- Data extracts
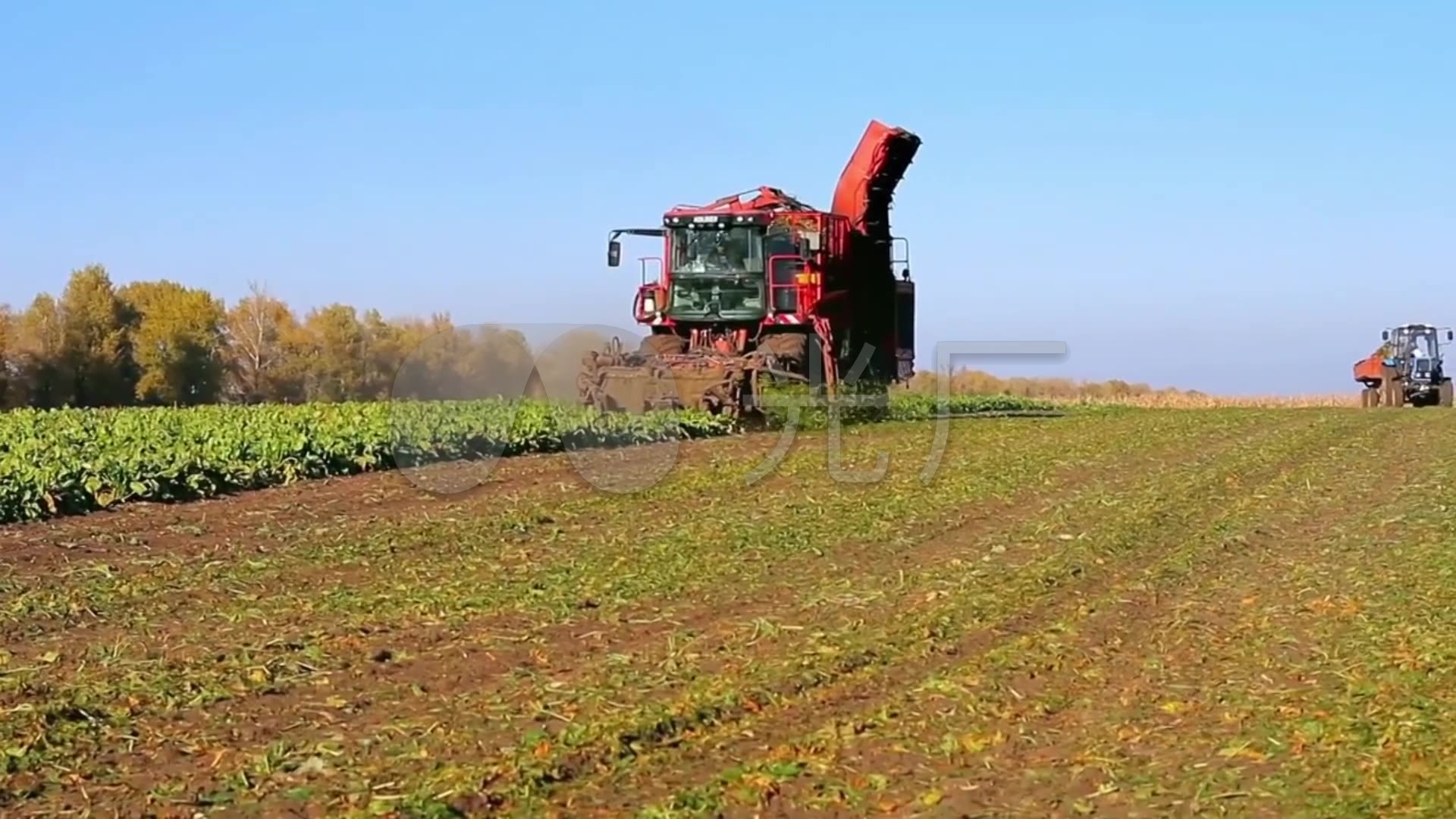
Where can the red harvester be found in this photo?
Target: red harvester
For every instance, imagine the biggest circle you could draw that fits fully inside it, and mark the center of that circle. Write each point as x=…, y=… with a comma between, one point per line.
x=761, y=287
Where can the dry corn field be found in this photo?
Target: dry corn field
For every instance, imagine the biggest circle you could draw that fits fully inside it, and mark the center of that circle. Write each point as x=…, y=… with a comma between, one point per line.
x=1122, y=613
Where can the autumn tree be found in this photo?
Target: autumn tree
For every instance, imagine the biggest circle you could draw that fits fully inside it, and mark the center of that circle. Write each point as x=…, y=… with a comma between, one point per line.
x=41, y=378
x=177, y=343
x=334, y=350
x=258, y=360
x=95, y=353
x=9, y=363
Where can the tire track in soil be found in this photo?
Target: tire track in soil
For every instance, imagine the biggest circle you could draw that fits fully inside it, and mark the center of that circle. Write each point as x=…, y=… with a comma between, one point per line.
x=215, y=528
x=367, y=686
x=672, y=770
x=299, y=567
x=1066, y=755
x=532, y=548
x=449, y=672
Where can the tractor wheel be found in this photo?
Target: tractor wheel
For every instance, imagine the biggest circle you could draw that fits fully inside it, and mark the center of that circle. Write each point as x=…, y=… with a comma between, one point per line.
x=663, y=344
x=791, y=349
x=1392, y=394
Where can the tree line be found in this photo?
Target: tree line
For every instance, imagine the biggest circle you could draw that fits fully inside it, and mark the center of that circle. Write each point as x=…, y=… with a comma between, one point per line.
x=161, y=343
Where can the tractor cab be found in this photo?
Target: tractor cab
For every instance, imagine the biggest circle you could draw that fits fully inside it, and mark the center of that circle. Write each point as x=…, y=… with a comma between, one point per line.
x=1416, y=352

- Exercise goal
Without any of its pictures, the listing is to be repeated exactly as it stands.

- Response to this exercise
Where can the red harvester be found in this photo?
Target: red harvester
For every instance, imagine the biggest circle you could draw that fits fully inside it, and mark the center of that circle. Write each point as x=…, y=… with a comma between, one point per line.
x=761, y=287
Where can the dry corn field be found in this photo?
Target: dry corn field
For every instance, imagine the biggest circle you could draw that fits fully inside it, and mark the center of that circle. Write each point as x=…, y=… with a comma between, one point per line.
x=1122, y=613
Where can the autumn tree be found in this photo?
Target: autumn tree
For every instance, imagine the biggest circle you could draw that fits fully inside it, and mark the center of that circle. Write each point as x=…, y=… with a comma between, one point per line.
x=41, y=378
x=177, y=343
x=334, y=350
x=258, y=360
x=95, y=353
x=9, y=363
Where can the tire track in soil be found in this photo?
Target: tire track in soil
For every instance, imagine the biggest circle you could draw that fits fully inside it, and mark the center of that circle. Write each point as x=…, y=… with a comma between, one point per line.
x=215, y=528
x=367, y=686
x=672, y=770
x=299, y=567
x=1066, y=755
x=532, y=548
x=449, y=672
Where can the tractor wheel be found in this photo?
Target: tractor wheel
For every instance, imagine the biggest circle you could draw that fits fully inside it, and mark the center of that circle. Write each point as x=…, y=… with a comma between, one point per line.
x=663, y=344
x=791, y=349
x=1392, y=394
Where can the tree line be found in this photo?
Target: tree line
For every instance, imagine the biggest circle you could draw that fits fully inside it, and mark the center of that circle. Write each point as x=…, y=… with a comma between, one point per line.
x=161, y=343
Where can the tractor cab be found in this photo?
Target: tractor cab
For every instance, imagine the biggest circle you could draw that fits fully inside it, and mark the center of that circle. Write each point as x=…, y=… with a comma between, one point per line.
x=1416, y=352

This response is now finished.